### What is required
Put the rows below into a numbered list, leaving out blank lines and the pictures.

### Data to process

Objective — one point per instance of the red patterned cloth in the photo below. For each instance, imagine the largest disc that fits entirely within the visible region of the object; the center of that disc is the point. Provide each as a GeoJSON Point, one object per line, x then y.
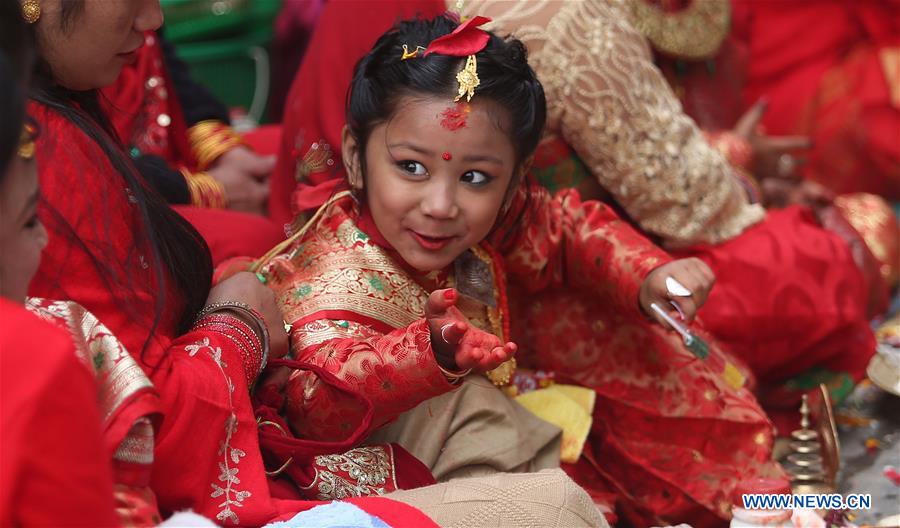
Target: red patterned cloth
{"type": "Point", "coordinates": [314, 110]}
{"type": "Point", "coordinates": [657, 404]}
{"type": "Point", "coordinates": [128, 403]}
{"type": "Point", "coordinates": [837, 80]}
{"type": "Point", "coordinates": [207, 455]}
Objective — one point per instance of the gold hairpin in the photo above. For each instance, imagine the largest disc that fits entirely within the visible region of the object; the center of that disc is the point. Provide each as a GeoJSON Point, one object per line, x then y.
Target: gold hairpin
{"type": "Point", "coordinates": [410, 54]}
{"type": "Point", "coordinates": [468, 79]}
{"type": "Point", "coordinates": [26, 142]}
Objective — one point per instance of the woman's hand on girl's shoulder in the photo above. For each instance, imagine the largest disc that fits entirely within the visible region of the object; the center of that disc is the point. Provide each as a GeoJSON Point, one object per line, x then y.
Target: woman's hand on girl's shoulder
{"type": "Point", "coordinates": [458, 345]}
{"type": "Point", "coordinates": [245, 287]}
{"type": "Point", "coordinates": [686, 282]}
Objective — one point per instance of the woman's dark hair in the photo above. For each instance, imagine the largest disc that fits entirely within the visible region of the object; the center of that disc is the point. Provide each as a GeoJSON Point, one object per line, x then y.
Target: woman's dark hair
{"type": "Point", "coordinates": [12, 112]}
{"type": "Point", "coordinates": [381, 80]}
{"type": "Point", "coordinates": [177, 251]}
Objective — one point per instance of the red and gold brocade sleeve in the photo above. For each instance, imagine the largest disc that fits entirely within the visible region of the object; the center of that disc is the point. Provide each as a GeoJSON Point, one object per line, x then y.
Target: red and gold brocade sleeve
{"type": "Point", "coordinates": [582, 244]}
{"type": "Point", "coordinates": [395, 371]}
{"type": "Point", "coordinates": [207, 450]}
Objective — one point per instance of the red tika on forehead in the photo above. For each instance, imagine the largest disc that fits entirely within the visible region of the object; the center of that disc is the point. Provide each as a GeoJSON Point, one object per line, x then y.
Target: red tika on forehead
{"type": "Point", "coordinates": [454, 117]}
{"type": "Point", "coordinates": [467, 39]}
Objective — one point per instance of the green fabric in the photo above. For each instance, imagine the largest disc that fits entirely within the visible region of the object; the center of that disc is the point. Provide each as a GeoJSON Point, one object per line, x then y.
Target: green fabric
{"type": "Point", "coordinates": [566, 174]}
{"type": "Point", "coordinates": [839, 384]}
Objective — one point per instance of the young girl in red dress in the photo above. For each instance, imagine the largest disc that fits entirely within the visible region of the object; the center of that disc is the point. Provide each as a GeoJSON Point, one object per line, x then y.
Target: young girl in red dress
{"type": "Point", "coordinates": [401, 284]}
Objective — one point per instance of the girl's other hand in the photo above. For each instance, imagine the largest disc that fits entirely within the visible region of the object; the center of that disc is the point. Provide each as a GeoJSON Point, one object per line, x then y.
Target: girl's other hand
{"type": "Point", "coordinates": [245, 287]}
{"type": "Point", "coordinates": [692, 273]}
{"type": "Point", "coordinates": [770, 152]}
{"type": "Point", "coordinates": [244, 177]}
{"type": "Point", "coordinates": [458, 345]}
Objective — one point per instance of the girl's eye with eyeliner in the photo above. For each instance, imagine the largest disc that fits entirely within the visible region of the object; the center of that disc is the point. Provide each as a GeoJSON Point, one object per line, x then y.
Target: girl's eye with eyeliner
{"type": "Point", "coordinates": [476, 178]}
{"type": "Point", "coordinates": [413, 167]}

### Full response
1. Objective — one point per instance of the red patterned cloth in the photo below. For each instance, imagine the largest disc that fits entirely within the visible region of the object; the center of that disc is the point. Provide each as a GeoJSON Point, one object per line, x then y.
2. Target: red patterned cloth
3. {"type": "Point", "coordinates": [314, 110]}
4. {"type": "Point", "coordinates": [657, 404]}
5. {"type": "Point", "coordinates": [128, 403]}
6. {"type": "Point", "coordinates": [837, 80]}
7. {"type": "Point", "coordinates": [207, 455]}
8. Objective — one point per instance of the gold hairpin in the photo above. For each instance, imagine the largest disc that fits entirely within the visible region of the object; the center of that disc is the point. Provide each as a GeoJSON Point, one object per line, x then y.
9. Target: gold hairpin
10. {"type": "Point", "coordinates": [410, 54]}
11. {"type": "Point", "coordinates": [468, 79]}
12. {"type": "Point", "coordinates": [26, 142]}
13. Objective — one point per instance of the woman's hand on girl's shoulder in the photo above. For each instance, imagine the largest disc that fits entirely within the visible region of the object; the center of that disc is the point. Provide each as a GeoJSON Point, one object per line, x then y.
14. Target: woman's hand on girl's shoulder
15. {"type": "Point", "coordinates": [458, 345]}
16. {"type": "Point", "coordinates": [245, 287]}
17. {"type": "Point", "coordinates": [686, 282]}
18. Objective — one point per instance of the woman's dark hair in the photo above. For each instance, imagine the largest disc that fits entirely within the visible region of the object; the center of that disc is the point. Provide each as a GeoJSON Point, one object per line, x then y.
19. Target: woman's dark hair
20. {"type": "Point", "coordinates": [12, 112]}
21. {"type": "Point", "coordinates": [381, 80]}
22. {"type": "Point", "coordinates": [177, 251]}
23. Objective — one point per instance of the red and gold brocade sleeve in the photo above. For each instance, imagine the largest disc that fits entirely within the visible region of the object; the center of that disc is the point. Provide each as a GeoJSON Point, one object per line, x then y.
24. Target: red and gold brocade sleeve
25. {"type": "Point", "coordinates": [582, 244]}
26. {"type": "Point", "coordinates": [395, 371]}
27. {"type": "Point", "coordinates": [207, 450]}
28. Objective — one point per instance of the red tika on forehead in the photo above. For each instance, imagine the largest disc that fits entirely within the visible region of the object; the center of that disc is the point. Provide each as a GeoJSON Point, one object per line, x then y.
29. Target: red tika on forehead
30. {"type": "Point", "coordinates": [454, 117]}
31. {"type": "Point", "coordinates": [467, 39]}
32. Objective — one point per instance of the green fabric in the photo above. For each instance, imagine the largest disc that fits entirely within the visible region of the object; the center of that disc is the point. Provide each as a GeoJSON Point, one object per line, x then y.
33. Target: green fabric
34. {"type": "Point", "coordinates": [566, 174]}
35. {"type": "Point", "coordinates": [839, 384]}
36. Objective — one point per instance of the young girl in red dress in the photo above. For each instance, imagine the largest disc that fits entirely within the visible region of the object; the center of that disc is the point. Provide each as a GeoJSON Point, one object per line, x then y.
37. Target: young girl in red dress
38. {"type": "Point", "coordinates": [401, 284]}
39. Objective — one point per instance of the girl's other hand in the photo above. For each instance, imagine the largest disc that fits entirely within the visible region of the object; the center of that disc is the point. Provide each as a GeoJSON Point, one object per line, x then y.
40. Target: girl's other hand
41. {"type": "Point", "coordinates": [245, 287]}
42. {"type": "Point", "coordinates": [692, 273]}
43. {"type": "Point", "coordinates": [770, 152]}
44. {"type": "Point", "coordinates": [244, 177]}
45. {"type": "Point", "coordinates": [458, 345]}
46. Objective — one point per instance of the girl's eye with eyeliner in the photo above. For each instance, imagine the largest disc that fits entirely within the visible region of the object; the center of that disc is the point. Provide each as a GeoJSON Point, one object per line, x then y.
47. Target: girl's eye with eyeliner
48. {"type": "Point", "coordinates": [476, 178]}
49. {"type": "Point", "coordinates": [413, 167]}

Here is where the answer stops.